___ Fragmento de texto

Esto fue lo que le sucedió a Marta, una chica que, tras varios fracasos sentimentales, acudió a mi consulta. En nuestras primeras sesiones, Marta me comentó que nunca había llegado a confiar en sus parejas, que jamás se había abierto al completo con ellas y que esto había afectado muchísimo a sus relaciones. También me contó, que le pasaba lo mismo con sus amigas, nunca había sido capaz de profundizar en una amistad.

La sensación interna de Marta era que no podía fiarse de nadie, pero no lograba explicarse el motivo.

Siempre había sido muy independiente y esto le gustaba, pero una parte de su yo interior quería (incluso necesitaba) relacionarse con otras personas y tener amigos. Sin embargo, cada vez que intentaba acercarse a un grupo e integrarse, terminaba apartándose. La joven sentía una lucha interior que no lograba conciliar entre su parte independiente y su parte social.

Una desconfianza aprendida

En el fondo de este tipo de conflictos, siempre se encuentra una familia desestructurada que no ha sabido crear un entorno acogedor y protector para sus hijos. Si los niños crecen en un ambiente desordenado y no se sienten cuidados, carecen de asideros emocionales a los que agarrarse y se ven obligados a buscar su seguridad de formas no del todo saludables.

______
___ Conjunto de ítems

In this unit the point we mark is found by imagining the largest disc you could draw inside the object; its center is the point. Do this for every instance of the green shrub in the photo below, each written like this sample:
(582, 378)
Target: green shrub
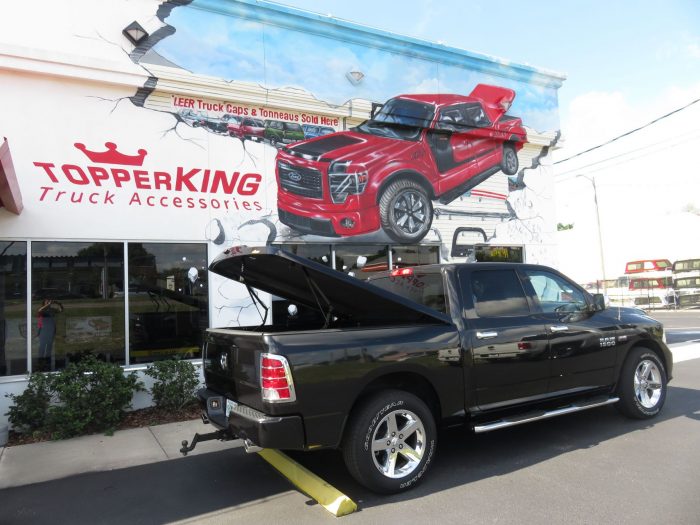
(174, 383)
(29, 412)
(92, 396)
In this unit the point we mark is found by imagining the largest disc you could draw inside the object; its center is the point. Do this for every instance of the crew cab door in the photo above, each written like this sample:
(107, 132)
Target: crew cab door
(508, 342)
(582, 342)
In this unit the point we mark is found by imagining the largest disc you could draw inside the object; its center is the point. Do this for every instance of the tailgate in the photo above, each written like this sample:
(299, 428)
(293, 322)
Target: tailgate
(232, 364)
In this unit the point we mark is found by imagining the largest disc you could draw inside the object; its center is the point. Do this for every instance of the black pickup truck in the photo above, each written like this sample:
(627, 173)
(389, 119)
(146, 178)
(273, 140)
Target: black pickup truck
(374, 367)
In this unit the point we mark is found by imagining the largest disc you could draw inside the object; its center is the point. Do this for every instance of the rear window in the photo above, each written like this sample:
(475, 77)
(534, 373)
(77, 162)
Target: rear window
(427, 289)
(498, 293)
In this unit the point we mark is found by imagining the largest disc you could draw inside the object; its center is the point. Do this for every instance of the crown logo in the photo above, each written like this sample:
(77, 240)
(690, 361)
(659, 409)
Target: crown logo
(112, 156)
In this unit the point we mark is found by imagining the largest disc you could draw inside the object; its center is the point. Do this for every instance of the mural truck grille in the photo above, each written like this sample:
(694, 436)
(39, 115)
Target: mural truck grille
(300, 181)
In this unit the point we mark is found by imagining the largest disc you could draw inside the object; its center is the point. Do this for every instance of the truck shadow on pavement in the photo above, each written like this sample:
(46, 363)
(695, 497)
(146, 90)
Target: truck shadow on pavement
(463, 457)
(233, 481)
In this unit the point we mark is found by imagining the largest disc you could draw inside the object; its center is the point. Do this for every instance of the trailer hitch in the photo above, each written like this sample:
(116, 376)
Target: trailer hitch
(221, 435)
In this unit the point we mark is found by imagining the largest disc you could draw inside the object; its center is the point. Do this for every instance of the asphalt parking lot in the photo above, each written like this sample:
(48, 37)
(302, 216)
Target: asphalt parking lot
(591, 467)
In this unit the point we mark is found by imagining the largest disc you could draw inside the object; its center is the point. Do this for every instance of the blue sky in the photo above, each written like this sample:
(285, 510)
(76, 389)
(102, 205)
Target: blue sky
(637, 47)
(235, 48)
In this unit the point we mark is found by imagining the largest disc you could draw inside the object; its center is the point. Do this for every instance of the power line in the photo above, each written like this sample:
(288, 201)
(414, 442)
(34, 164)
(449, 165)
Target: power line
(629, 132)
(571, 174)
(646, 149)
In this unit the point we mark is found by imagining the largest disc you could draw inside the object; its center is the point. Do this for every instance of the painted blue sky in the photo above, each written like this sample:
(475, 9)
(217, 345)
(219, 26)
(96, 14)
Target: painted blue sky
(237, 49)
(636, 47)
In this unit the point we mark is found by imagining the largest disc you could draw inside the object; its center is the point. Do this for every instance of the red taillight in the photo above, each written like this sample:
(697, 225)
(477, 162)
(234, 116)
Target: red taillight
(276, 379)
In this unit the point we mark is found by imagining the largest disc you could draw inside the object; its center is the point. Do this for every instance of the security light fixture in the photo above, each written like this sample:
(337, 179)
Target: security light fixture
(135, 33)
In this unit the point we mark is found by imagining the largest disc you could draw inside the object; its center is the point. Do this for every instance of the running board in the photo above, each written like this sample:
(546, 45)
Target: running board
(535, 416)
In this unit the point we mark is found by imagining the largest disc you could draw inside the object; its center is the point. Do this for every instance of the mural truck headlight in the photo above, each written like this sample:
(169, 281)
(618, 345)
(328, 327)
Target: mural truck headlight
(346, 179)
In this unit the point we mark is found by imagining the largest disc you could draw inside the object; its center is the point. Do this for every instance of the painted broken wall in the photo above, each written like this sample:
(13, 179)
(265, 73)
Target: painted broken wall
(105, 145)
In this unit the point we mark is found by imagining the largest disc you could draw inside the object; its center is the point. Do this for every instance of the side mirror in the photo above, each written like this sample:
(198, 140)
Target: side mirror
(599, 302)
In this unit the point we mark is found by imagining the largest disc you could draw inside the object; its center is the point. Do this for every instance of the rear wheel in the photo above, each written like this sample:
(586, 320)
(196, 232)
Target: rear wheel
(390, 442)
(642, 385)
(405, 211)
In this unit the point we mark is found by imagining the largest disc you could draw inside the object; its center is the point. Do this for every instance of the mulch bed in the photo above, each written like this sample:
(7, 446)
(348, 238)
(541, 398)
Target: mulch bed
(145, 417)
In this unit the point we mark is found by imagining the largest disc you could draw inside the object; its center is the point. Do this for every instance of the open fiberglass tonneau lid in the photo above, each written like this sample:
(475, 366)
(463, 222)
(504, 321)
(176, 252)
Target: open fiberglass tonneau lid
(311, 284)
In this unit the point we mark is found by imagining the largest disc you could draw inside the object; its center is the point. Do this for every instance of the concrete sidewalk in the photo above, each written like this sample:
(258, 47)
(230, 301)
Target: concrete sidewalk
(26, 464)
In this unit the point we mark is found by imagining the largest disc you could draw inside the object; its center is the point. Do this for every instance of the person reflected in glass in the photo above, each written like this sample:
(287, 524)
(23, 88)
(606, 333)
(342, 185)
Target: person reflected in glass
(47, 330)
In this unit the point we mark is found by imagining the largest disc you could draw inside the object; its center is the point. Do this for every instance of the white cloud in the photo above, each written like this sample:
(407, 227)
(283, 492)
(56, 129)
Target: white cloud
(643, 181)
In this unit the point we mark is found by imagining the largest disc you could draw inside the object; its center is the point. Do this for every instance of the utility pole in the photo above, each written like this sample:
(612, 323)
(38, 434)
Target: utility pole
(600, 231)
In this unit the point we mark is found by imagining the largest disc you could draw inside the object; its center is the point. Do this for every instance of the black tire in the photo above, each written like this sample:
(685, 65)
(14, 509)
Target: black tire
(509, 163)
(400, 462)
(642, 384)
(405, 211)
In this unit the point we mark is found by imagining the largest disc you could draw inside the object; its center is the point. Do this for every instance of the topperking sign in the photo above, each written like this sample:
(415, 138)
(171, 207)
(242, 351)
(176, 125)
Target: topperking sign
(109, 177)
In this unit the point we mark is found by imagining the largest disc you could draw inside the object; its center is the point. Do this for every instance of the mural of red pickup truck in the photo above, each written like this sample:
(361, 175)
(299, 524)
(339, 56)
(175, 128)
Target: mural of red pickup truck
(386, 172)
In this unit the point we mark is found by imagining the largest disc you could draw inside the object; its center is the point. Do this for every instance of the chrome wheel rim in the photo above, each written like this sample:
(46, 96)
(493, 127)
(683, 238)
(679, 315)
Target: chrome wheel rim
(398, 444)
(410, 212)
(647, 383)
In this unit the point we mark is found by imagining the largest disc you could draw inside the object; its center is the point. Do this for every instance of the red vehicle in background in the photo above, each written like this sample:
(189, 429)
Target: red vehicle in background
(648, 265)
(247, 128)
(386, 172)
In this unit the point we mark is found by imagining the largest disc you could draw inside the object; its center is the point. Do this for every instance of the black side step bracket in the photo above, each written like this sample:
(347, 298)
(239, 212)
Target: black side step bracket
(221, 435)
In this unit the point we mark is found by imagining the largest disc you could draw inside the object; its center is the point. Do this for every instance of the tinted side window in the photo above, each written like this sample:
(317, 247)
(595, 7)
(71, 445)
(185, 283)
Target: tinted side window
(556, 294)
(498, 293)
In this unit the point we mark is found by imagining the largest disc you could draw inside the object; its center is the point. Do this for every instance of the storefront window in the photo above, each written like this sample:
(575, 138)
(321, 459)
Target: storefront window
(403, 256)
(77, 303)
(168, 301)
(13, 308)
(320, 253)
(359, 261)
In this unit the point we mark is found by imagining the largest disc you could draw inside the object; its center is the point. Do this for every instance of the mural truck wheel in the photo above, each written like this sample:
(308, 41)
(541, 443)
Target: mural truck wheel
(509, 164)
(405, 211)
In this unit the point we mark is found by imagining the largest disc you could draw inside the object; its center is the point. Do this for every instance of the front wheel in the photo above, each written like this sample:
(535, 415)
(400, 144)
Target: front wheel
(405, 211)
(642, 385)
(390, 442)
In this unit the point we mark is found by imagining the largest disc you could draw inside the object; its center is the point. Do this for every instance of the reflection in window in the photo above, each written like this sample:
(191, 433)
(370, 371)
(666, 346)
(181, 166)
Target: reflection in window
(358, 260)
(554, 293)
(489, 253)
(13, 308)
(403, 256)
(498, 293)
(77, 302)
(168, 301)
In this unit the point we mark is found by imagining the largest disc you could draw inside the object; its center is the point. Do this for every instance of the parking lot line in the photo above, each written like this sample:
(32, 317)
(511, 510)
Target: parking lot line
(325, 494)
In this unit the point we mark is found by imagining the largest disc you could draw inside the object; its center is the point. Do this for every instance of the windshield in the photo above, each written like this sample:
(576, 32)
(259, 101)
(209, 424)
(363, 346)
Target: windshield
(400, 119)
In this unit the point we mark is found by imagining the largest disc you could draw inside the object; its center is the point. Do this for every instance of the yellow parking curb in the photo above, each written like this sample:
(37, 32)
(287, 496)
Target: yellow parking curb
(328, 496)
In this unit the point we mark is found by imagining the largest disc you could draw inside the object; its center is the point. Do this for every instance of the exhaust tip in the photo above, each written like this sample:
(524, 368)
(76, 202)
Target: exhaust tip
(250, 447)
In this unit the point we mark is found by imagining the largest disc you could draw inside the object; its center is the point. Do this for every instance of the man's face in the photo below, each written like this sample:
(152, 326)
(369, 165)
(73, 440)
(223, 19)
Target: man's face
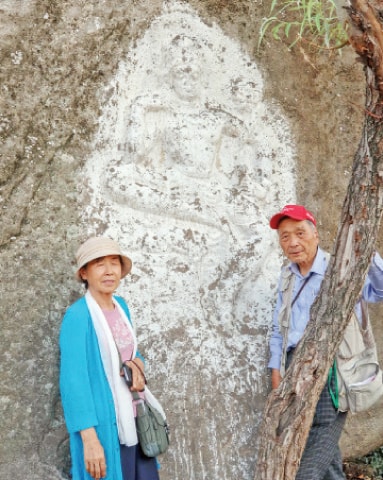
(299, 242)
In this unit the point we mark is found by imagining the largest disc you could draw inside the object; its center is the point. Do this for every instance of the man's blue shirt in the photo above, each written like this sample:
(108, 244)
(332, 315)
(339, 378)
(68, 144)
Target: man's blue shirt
(300, 313)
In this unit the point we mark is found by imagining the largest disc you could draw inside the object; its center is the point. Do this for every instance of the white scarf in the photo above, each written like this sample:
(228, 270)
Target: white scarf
(110, 358)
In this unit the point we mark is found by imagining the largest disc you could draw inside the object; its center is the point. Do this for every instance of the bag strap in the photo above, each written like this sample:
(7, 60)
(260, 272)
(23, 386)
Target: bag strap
(134, 394)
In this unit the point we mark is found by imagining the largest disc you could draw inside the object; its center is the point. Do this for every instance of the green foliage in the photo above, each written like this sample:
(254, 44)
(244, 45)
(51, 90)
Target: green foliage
(313, 20)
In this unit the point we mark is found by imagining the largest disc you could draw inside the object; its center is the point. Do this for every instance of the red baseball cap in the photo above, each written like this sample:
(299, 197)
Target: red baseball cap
(296, 212)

______

Ejercicios
**a.** Resume el fragmento en dos oraciones.
**b.** Reproduce sin cambios el tramo del fragmento que va desde "Siempre había sido" hasta "su parte social.".
Los ítems no tienen ningún papel en esto.

Respuestas
**a.** Marta, que acudió a consulta tras varios fracasos sentimentales, nunca había llegado a confiar en sus parejas ni a profundizar en sus amistades, y sentía una lucha interior entre su parte independiente y su parte social. Según el fragmento, en el fondo de este tipo de conflictos siempre hay una familia desestructurada que no ha sabido crear un entorno acogedor y protector, de modo que los niños se ven obligados a buscar su seguridad de formas no del todo saludables.

**b.**
Siempre había sido muy independiente y esto le gustaba, pero una parte de su yo interior quería (incluso necesitaba) relacionarse con otras personas y tener amigos. Sin embargo, cada vez que intentaba acercarse a un grupo e integrarse, terminaba apartándose. La joven sentía una lucha interior que no lograba conciliar entre su parte independiente y su parte social.